# [Goal]
Could you write out again everything from the line containing "Expected: one pin per instance of the rocky" down to the last of the lines, requests included, scaling every answer coordinate by 1.35 and rounding to whole numbers with halves going up? Leave the numbers in the requests and their sample outputs unchanged.

-- begin Material to process --

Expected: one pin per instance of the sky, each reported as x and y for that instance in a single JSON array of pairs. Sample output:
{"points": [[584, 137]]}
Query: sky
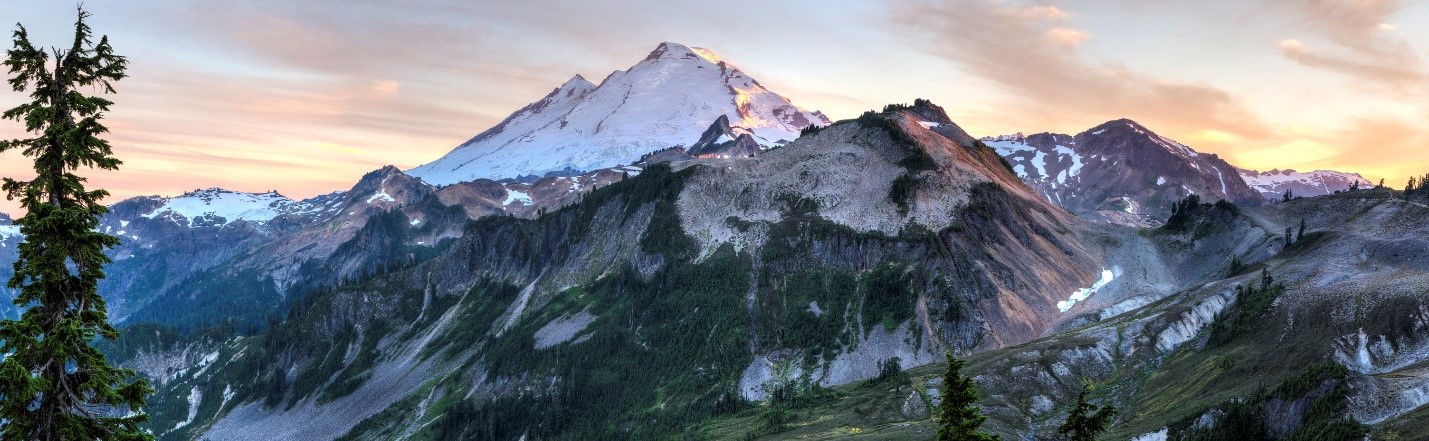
{"points": [[305, 96]]}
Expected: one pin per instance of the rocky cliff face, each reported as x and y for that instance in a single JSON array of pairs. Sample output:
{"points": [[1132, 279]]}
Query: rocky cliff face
{"points": [[872, 239], [1121, 171]]}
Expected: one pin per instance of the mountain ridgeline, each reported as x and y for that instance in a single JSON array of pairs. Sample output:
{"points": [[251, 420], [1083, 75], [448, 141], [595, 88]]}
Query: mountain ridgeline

-- end Material to process --

# [Exercise result]
Expected: one pin per instance of the rocky cliff face, each reported as x and y for that instance in a single JSON array of pairs. Sample output:
{"points": [[1132, 279]]}
Query: rocky cliff face
{"points": [[1177, 323], [1513, 231]]}
Expected: one pin per instance of the mountain ridgeline, each reported as x and y for that instance in a single JSON array of pairs. Sample output:
{"points": [[251, 420], [1083, 75], [448, 141], [595, 88]]}
Query: mountain ridgeline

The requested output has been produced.